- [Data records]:
☆ ☆ ☆ ☆

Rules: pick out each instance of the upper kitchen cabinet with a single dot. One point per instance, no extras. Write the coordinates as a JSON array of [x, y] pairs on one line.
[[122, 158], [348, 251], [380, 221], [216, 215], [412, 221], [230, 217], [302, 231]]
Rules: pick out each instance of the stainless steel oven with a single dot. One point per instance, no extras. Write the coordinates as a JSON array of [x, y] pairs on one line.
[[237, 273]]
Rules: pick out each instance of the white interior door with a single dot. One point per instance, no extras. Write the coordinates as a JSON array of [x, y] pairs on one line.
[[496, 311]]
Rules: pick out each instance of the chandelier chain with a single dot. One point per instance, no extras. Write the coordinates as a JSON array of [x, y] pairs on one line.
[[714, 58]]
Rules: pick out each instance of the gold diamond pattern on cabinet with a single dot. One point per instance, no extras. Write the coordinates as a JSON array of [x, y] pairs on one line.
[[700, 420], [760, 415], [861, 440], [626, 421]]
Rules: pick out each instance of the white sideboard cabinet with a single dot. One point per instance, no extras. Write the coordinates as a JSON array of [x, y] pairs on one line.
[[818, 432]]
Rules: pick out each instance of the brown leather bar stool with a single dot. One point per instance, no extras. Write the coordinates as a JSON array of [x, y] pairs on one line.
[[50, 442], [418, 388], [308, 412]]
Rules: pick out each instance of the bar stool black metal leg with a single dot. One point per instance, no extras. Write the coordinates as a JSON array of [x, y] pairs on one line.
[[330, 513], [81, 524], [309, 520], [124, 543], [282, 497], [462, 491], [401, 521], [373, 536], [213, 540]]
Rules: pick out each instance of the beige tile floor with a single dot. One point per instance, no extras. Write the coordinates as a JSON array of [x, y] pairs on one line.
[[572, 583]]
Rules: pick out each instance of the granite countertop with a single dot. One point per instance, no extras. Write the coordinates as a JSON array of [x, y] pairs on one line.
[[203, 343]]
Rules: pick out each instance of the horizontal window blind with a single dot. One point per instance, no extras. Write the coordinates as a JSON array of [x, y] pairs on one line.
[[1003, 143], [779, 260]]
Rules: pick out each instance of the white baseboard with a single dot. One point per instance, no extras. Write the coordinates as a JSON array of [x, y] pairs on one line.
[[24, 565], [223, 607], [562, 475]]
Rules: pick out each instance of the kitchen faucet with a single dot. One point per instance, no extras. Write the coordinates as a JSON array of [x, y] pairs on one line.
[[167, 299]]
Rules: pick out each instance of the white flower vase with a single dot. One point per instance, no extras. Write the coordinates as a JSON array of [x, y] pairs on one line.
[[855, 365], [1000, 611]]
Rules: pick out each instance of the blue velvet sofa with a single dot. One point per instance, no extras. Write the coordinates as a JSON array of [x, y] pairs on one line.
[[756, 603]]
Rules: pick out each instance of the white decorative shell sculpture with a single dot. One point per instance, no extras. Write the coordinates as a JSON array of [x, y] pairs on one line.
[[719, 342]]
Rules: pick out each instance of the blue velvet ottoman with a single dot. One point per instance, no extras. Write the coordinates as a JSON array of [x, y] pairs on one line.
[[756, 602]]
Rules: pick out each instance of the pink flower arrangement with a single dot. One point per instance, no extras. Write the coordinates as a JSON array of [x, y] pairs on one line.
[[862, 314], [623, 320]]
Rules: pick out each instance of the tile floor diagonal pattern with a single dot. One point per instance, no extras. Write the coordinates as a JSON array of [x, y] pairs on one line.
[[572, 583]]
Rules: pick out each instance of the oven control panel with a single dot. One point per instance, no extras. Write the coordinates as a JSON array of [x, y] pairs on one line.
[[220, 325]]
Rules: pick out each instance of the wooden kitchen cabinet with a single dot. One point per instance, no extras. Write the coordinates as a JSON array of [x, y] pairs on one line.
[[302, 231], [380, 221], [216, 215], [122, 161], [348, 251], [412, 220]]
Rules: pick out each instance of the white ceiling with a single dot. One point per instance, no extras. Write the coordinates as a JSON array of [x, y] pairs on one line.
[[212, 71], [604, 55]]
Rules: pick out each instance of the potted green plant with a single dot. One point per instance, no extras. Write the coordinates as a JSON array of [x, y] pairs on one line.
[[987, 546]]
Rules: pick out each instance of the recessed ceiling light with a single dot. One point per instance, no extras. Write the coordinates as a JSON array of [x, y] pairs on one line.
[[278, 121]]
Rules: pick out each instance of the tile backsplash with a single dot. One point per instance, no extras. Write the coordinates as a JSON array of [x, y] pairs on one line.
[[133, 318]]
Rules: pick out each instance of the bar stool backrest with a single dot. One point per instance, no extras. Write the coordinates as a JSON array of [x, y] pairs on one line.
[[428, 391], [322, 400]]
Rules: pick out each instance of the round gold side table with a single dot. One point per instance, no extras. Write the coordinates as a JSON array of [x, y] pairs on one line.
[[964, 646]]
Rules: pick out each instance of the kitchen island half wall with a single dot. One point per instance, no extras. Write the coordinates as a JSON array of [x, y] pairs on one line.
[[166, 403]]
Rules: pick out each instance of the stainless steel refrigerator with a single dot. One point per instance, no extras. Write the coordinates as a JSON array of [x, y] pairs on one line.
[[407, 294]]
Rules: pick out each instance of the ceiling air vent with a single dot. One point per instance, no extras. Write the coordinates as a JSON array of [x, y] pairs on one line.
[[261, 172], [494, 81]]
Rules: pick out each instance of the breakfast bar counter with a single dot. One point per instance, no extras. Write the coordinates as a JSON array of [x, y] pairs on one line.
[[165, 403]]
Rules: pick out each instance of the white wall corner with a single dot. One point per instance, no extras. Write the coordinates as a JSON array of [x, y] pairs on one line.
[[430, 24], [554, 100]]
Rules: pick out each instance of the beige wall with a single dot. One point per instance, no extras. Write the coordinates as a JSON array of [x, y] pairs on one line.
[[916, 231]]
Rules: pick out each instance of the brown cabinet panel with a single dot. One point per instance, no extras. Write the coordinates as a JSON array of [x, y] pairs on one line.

☆ ☆ ☆ ☆

- [Exercise instructions]: Reproduce all of the records above, word for word and without any change.

- [Response to this exercise]:
Rules: pick out each instance of the upper kitchen cabinet with a single dot. One point per instance, no extras. Write the coordinates as a JSON array of [x, y] pairs on one line.
[[122, 158], [348, 251], [380, 221], [216, 215], [412, 221], [230, 217], [302, 231]]
Rules: pick out each instance of the stainless steel oven with a single dot. One point per instance, no extras. Write the coordinates as a JSON array of [x, y] pairs on one line.
[[237, 273]]
Rules: pick out each instance of the white interior door with a single dot. One point per instance, no extras. Write the coordinates as a JSON array of [x, y] pairs on one line.
[[496, 311]]
Rules: pick out each instance of the chandelier chain with a single dot. One point per instance, no extras. Write the coordinates as a JSON array of [x, y] pairs on one line.
[[714, 58]]
Rules: pick out each instance of the gold diamond pattern on cabinet with a single dot. One point per instance, no extras. Write the coordinates as a JSON array of [x, y] pairs on one line.
[[700, 420], [760, 415], [861, 440], [626, 421]]
Rules: pick out each instance of the white sideboard cabinet with a single dot. One point per instance, no extras. Write the coordinates as a JSON array of [x, y] pairs on one line.
[[818, 432]]
Rules: pick out each instance of the brown leather bar stool with a single dot. One point per instance, no extras. Write the coordinates as a JSON array of [x, y] pairs on one line.
[[50, 442], [418, 388], [308, 412]]
Rules: pick out each instance of the bar stool black metal leg with a single dot. One point per instance, no extras. Write the coordinates as a JSON array of [x, y] pairs on one line.
[[330, 513], [81, 524], [309, 520], [124, 543], [282, 497], [462, 491], [401, 521], [373, 536], [213, 540]]
Rules: pick out each instance of the beige tile floor with a single dot. One point per instance, no extras. Write the coordinates as a JSON array of [x, y] pairs on one line.
[[572, 583]]
Rules: pick out each instance of the granite countertop with a single dot. One point per instance, no extras. Write the coordinates as a JSON array of [x, y] pairs on one line.
[[203, 343]]
Rules: pick out each instance of the horizontal window blind with a single dot. One point per instance, no extras. Write the coordinates as a JSON array of [x, y] pairs on one line.
[[1003, 143], [779, 260]]
Rules: pick out each instance of the white baseboard with a single dot. One point per instance, no extras. Write the coordinates as a JSON array of [x, y] pairs on one line.
[[24, 565], [223, 607], [562, 475]]
Rules: pick out each instance of the kitchen faucet with a single dot. One point per instance, no extras. Write the coordinates as a JSON array of [x, y] pairs on one line.
[[167, 299]]
Rules: pick out each instance of the white flower vase with a single dot. One point per instance, no extras. Write the coordinates as a JSON array of [x, y] pairs on one line.
[[855, 365], [1000, 611]]
Rules: pick out each instance of the blue velvet sofa with a single dot. One point per instance, no extras. Write the coordinates as a JSON array of [x, y] pairs on one line.
[[756, 603]]
Rules: pick out each instance of the white decorative shell sculpture with a single dot. One point per instance, no extras. Write the coordinates as a JSON array of [x, y] pairs on one line.
[[719, 342]]
Rules: pick out each instance of the blue velvet ottoman with a single dot. One point per instance, no extras. Write the coordinates as a JSON array of [x, y] pairs on one line.
[[756, 602]]
Rules: pick out each instance of the pink flower arrangement with a single dot. One point per instance, no extras. Write the coordinates as a JSON array of [x, y] pairs on one line.
[[862, 314], [623, 320]]
Rules: pick out each instance of the tile floor diagonal pattern with a single dot. One point per instance, no extras. Write the coordinates as a JSON array of [x, y] pairs on one line.
[[572, 583]]
Rules: pick out each instance of the oven control panel with a single dot. One point per instance, no extras. Write the coordinates as a JSON array of [x, y] pairs on one line.
[[220, 325]]
Rules: pick out each instance of the wooden kitchen cabinet with a single dot. One point per instance, no extras. Write the coordinates as a JSON array of [x, y] pairs on one line.
[[302, 231], [380, 221], [216, 215], [122, 161], [348, 251], [412, 220]]
Rules: pick out each instance of the white ceiling with a single dot. One point per instance, no extras. Write the coordinates as a JSON array of [x, y] pairs on one line.
[[212, 71], [604, 55]]
Rules: pick out each instance of the potted green plant with a single dot. One point per instance, no extras. Write the coordinates as a JSON array of [x, y] pairs on one line.
[[987, 546]]
Rules: pick out each instance of the recessed ceiling light with a single dot. One point per instance, no extras. Write the coordinates as a JSON array of [x, y] pairs on one line.
[[278, 121]]
Rules: pick out each instance of the tile backsplash with a single dot. One point per instance, no extras. Write the coordinates as a JSON array of [x, y] pairs on one line.
[[133, 318]]
Rules: pick out each instance of the bar stool backrest with a single dot. One point per instance, no extras. Write the coordinates as a JSON array of [x, y] pairs on one line.
[[428, 391], [322, 400]]
Rules: pick out each instance of the round gold side table with a single dot. One point per instance, no extras. Write the coordinates as a JSON array of [x, y] pairs on one line.
[[964, 646]]
Rules: pick out each instance of the kitchen island half wall with a single dot. One point per instance, no extras. Write the coordinates as a JSON array of [x, y] pairs on one line.
[[166, 403]]
Rules: pick out each instance of the stainless steel refrigerator with a single dot. One point per instance, no extras. Write the coordinates as a JSON array of [x, y] pairs on one line.
[[407, 294]]
Rules: pick out each instance of the ceiling air vent with a single dot. One point per instance, no extras. Write the coordinates as a JSON array of [x, y] pairs on one line.
[[261, 172], [494, 81]]
Rules: pick out each instance of the breakfast bar counter with a single dot. One point per instance, no extras. Write the coordinates as a JSON array of [x, y] pairs on one line.
[[165, 403]]
Rules: pick out each instance of the white wall corner with a single dot. One point per instance, no extras. Write the coordinates as a JSON array of [x, y] pairs on one line.
[[430, 24], [554, 100]]
Rules: pick out each instance of the beige wall with a single dot. One point per instance, no extras. Write the coordinates as a JSON array of [x, y] pairs on one line.
[[916, 231]]
Rules: pick out each instance of the brown cabinet panel with a single dot. One point per instance, no extras. Write the coordinates as a JSON array of [x, y] pairs on one line.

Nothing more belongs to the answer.